Supplied text:
□ □ □ □

C++ on the other hand supports function overloading, meaning you can implement the same function multiple times as long as the signature is different (e.g. differently typed parameters). At the compiler level, a nice name like add would get mangled into something that encodes the signature in the function name for the linker. As a result, we wouldn't be able to look up our function with its name anymore.

Note: You can prevent the compiler from mangling your functions' names by annotating it with extern "C".

Enter embind

embind is part of the Emscripten toolchain and provides you with a bunch of C++ macros that allow you to annotate C++ code. You can declare which functions, enums, classes or value types you are planning to use from JavaScript. Let's start simple with some plain functions:

#include <emscripten/bind.h>

using namespace emscripten;

double add(double a, double b) {
  return a + b;
}

std::string exclaim(std::string message) {
  return message + "!";
}

EMSCRIPTEN_BINDINGS(my_module) {
  function("add", &add);
  function("exclaim", &exclaim)
}

Compared to my previous article, we are not including emscripten.h anymore, as we don't have to annotate our functions with EMSCRIPTEN_KEEPALIVE anymore. Instead we have an EMSCRIPTEN_BINDINGS section in which we list the names under which we want to expose our functions to JavaScript.

Note: The parameter for the EMSCRIPTEN_BINDINGS macro is mostly used to avoid name conflicts in bigger projects.

To compile this file, we can use the same setup (or, if you want, the same Docker image) as in the previous article. To use embind, we add the --bind flag:

$ emcc --bind -O3 add.cpp

Now all that's left is whipping up an HTML file that loads our freshly created wasm module:

<script src="/a.out.js"></script>
<script>
Module.onRuntimeInitialized = _ => {
  console.log(Module.add(1, 2.3));
  console.log(Module.exclaim("hello world"));
};
</script>

Note: If you are curious, I wrote up the same C++ module without embind to give you a feel for how much work it is doing for you.

□ □ □ □

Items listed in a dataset

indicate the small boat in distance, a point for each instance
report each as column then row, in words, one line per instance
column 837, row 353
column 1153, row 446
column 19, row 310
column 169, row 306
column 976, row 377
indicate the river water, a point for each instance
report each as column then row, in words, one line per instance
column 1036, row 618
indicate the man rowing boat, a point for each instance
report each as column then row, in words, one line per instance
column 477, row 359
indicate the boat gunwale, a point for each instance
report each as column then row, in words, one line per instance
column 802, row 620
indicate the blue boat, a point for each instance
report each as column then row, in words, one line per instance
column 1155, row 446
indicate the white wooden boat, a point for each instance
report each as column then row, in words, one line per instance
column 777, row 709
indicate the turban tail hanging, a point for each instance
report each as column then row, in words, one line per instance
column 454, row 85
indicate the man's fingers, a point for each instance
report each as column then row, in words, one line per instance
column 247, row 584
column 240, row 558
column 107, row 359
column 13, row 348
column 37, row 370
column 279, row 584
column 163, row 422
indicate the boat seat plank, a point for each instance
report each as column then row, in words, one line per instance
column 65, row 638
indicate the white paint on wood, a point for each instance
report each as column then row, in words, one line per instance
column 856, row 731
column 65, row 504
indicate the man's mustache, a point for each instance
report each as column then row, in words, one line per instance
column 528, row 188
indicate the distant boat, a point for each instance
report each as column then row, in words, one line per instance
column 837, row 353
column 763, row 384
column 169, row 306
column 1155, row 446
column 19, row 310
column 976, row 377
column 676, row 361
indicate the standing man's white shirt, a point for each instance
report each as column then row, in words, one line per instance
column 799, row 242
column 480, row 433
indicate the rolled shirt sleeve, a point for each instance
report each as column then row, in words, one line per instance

□ □ □ □

Task goal: According to the embind text, what is the parameter for the EMSCRIPTEN_BINDINGS macro mostly used for?

Answer to the task: It is mostly used to avoid name conflicts in bigger projects.